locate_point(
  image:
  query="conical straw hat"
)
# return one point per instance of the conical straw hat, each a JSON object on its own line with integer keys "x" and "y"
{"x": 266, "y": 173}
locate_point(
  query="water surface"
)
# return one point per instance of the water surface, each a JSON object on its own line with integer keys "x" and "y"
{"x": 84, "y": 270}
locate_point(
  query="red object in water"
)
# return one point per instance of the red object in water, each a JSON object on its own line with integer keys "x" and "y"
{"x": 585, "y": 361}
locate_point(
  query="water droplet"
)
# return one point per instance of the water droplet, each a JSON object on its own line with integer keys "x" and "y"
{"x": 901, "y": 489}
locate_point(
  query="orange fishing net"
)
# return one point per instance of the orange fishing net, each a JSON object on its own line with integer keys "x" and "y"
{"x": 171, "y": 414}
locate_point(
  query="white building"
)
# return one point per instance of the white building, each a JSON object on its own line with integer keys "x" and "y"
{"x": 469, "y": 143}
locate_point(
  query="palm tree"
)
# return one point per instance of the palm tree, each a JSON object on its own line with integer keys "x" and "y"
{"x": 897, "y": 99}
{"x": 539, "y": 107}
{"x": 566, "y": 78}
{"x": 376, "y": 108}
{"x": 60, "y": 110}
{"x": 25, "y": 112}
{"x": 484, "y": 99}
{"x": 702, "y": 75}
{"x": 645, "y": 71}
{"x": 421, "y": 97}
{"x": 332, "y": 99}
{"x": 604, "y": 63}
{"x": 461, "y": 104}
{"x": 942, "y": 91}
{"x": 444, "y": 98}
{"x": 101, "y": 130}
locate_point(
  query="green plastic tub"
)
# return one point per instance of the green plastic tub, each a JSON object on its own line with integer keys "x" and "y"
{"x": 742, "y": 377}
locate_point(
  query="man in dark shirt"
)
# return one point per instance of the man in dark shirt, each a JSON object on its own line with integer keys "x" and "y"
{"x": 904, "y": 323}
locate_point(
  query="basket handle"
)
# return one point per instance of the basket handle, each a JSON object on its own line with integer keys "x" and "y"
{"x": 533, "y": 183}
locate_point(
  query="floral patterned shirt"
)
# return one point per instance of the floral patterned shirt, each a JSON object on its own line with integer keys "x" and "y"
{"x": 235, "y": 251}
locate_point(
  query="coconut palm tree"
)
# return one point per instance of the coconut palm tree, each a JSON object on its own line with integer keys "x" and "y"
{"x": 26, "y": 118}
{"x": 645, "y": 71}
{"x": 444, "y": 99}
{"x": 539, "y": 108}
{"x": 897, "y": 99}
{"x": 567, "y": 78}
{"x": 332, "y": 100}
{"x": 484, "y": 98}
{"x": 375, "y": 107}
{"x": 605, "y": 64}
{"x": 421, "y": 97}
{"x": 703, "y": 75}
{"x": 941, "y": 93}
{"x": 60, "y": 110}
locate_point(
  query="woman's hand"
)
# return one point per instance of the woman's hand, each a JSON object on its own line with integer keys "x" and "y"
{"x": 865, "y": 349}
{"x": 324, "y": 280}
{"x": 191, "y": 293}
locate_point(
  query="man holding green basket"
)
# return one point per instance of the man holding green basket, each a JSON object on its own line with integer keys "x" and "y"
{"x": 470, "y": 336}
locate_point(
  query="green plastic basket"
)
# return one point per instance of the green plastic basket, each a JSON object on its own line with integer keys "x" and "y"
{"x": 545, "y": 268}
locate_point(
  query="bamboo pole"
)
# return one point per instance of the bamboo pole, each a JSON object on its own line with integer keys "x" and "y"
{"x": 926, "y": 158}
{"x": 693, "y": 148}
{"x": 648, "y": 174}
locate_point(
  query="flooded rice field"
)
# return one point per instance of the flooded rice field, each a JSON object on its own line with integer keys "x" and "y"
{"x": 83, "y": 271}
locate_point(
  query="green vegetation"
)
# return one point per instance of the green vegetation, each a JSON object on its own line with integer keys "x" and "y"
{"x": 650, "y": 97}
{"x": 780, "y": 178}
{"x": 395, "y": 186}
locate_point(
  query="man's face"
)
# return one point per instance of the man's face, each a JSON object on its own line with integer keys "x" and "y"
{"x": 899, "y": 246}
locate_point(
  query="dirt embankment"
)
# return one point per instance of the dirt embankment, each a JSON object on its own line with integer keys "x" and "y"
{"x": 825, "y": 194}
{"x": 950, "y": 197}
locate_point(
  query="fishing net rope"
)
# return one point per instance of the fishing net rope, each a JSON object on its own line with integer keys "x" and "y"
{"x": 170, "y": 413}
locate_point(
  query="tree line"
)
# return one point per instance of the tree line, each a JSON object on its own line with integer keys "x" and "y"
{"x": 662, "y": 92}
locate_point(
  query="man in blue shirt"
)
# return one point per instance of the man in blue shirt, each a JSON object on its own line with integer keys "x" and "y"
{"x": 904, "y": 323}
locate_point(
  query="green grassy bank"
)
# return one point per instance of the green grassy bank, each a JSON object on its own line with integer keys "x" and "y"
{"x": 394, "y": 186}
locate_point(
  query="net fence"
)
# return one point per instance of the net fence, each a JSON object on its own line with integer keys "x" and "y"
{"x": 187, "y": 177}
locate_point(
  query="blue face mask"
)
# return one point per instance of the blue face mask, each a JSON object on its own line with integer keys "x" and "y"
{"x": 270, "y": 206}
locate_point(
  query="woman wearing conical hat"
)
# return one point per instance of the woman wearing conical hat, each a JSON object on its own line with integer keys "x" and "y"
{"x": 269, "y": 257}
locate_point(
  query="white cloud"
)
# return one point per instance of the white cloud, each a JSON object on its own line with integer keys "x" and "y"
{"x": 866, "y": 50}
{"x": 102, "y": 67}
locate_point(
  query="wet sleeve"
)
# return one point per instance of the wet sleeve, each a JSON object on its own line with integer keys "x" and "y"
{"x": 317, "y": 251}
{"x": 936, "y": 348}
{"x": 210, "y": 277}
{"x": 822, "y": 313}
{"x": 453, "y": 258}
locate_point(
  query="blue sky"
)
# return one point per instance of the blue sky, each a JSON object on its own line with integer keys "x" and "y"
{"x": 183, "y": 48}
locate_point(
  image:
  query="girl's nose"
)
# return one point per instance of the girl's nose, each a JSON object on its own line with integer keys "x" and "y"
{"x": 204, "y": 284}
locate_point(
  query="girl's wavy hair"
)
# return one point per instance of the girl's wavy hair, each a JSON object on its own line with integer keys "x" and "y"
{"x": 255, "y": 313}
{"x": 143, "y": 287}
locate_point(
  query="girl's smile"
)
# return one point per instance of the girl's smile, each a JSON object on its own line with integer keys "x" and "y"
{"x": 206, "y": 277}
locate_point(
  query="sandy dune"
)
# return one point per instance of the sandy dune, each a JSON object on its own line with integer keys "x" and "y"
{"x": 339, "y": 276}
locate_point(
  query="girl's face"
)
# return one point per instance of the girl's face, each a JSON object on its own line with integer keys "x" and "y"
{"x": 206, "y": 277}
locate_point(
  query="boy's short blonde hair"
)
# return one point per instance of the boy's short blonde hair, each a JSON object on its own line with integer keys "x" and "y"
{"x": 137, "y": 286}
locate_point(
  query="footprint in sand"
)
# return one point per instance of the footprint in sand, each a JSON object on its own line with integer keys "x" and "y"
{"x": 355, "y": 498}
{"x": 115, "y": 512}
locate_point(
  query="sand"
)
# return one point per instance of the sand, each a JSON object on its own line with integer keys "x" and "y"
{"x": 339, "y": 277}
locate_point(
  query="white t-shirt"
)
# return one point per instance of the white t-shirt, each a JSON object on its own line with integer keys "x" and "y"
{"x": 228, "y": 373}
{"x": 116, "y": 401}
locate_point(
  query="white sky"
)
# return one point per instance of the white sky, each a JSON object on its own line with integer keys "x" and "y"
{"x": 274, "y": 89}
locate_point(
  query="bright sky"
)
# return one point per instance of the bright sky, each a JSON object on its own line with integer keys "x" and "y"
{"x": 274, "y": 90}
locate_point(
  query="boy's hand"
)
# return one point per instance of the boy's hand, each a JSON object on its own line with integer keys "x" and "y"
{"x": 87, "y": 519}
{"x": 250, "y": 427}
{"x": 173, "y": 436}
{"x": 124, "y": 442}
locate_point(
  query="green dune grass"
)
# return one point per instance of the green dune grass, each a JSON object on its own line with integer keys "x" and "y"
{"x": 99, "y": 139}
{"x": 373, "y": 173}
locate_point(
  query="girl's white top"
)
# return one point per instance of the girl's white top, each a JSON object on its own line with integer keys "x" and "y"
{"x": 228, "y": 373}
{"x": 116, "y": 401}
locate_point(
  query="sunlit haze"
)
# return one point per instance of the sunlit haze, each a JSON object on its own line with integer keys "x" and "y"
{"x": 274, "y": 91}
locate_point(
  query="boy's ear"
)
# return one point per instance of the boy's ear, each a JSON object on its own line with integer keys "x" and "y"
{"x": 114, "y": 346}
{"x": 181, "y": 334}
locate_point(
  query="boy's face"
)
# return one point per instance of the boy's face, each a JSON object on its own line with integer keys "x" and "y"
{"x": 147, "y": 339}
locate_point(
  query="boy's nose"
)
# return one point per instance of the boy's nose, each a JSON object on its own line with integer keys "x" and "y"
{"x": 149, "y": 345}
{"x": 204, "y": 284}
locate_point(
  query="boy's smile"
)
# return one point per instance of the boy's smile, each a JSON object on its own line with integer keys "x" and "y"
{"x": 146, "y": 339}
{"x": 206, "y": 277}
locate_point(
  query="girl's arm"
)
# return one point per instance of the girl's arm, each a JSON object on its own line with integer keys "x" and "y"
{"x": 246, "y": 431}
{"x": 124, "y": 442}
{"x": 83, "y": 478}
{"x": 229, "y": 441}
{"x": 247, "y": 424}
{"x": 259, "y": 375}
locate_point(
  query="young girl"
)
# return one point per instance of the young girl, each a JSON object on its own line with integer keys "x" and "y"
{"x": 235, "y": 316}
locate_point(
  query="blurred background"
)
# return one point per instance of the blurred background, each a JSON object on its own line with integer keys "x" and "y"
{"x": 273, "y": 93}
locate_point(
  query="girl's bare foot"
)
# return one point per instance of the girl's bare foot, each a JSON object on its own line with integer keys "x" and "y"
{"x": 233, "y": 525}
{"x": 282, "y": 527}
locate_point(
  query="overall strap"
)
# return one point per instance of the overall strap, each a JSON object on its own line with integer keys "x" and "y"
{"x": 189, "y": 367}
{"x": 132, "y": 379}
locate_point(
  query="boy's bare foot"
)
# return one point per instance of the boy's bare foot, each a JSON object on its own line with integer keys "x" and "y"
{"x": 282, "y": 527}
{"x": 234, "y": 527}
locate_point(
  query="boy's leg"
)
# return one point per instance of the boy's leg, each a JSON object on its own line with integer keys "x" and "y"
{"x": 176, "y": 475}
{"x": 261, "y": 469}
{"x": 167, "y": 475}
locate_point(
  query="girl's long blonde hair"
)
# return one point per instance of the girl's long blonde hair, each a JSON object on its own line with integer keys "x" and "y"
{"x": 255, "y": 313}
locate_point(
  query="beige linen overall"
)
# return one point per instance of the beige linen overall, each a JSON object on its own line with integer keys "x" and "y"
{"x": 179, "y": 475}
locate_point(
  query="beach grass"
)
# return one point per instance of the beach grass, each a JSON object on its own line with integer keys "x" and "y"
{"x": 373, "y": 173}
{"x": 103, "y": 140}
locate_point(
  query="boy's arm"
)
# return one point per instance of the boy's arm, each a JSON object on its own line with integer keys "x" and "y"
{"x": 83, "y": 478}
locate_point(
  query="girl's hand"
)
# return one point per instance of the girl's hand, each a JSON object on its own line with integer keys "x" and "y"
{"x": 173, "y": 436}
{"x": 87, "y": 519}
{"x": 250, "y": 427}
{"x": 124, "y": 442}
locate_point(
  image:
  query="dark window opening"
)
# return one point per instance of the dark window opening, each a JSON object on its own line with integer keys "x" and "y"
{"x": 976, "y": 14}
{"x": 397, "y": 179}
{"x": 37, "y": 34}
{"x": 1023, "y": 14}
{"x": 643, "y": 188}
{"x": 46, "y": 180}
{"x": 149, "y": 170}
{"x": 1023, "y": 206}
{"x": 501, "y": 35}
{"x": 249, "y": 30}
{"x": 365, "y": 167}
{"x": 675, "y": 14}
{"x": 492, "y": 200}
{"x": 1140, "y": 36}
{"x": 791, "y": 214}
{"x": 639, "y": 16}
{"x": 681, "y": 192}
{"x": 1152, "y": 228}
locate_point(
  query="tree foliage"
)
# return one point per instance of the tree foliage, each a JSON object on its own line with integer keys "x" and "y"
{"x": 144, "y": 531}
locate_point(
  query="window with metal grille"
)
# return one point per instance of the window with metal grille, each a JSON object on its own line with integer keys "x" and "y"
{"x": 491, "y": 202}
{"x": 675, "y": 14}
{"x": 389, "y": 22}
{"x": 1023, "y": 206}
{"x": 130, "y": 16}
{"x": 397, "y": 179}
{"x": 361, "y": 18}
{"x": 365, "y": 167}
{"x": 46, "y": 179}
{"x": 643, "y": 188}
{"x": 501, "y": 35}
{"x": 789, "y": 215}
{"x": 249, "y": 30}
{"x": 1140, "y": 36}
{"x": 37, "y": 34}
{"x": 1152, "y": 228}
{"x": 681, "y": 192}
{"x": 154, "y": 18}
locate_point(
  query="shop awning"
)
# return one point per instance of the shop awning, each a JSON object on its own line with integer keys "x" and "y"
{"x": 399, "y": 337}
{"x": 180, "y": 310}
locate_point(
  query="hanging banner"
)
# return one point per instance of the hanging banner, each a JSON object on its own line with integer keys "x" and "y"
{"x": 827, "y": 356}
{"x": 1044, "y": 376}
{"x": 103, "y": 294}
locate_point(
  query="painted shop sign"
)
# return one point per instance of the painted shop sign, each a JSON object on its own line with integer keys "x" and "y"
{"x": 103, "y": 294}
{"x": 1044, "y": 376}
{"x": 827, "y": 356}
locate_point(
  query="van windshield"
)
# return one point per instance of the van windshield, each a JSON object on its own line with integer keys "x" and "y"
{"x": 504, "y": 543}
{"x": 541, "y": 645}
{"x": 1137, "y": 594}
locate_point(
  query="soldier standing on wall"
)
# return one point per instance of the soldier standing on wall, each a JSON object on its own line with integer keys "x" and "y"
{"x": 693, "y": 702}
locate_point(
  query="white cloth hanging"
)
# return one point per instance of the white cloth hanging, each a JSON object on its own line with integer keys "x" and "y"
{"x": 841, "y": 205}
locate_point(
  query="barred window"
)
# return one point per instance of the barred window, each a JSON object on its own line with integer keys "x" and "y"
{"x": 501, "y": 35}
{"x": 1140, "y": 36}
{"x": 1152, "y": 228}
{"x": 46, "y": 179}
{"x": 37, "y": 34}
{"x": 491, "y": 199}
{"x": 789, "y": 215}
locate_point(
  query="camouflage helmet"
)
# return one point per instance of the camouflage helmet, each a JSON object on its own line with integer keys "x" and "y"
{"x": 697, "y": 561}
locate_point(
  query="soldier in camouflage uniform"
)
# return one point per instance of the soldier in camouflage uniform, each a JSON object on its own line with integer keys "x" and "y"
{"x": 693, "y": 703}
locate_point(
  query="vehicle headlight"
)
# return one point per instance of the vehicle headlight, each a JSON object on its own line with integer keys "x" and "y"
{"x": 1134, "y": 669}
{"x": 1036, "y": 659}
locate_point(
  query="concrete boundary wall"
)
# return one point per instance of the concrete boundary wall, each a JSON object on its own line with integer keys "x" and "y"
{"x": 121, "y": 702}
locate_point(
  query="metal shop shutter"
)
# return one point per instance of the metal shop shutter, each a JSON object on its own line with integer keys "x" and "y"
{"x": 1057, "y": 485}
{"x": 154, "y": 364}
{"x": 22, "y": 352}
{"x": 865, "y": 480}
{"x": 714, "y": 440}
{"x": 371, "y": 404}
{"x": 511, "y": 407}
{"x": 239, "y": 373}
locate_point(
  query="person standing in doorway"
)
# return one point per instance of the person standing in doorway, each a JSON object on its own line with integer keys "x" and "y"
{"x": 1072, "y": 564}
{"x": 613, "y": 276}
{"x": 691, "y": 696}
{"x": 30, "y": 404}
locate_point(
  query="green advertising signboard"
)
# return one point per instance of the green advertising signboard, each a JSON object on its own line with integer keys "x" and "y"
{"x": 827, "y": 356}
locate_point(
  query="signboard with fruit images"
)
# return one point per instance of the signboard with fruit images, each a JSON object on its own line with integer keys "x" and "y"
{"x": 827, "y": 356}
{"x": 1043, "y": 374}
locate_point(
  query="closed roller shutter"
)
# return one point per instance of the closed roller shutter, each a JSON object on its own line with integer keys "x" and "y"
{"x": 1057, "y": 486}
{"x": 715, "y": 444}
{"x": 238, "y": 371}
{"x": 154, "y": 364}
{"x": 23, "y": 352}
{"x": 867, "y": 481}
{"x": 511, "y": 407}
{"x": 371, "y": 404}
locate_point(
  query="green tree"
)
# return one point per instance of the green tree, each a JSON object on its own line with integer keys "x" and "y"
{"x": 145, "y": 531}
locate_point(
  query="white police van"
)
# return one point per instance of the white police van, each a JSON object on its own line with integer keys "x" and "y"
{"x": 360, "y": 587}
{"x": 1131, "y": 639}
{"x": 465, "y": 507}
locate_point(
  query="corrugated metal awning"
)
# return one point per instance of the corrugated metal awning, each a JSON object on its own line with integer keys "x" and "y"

→ **Your instructions**:
Report every line of the entries above in which the word "police" appears.

→ **Exercise response**:
  query="white police van"
# return one point per instance of the white police van, each a JSON object on its own line with integer keys "x" and "y"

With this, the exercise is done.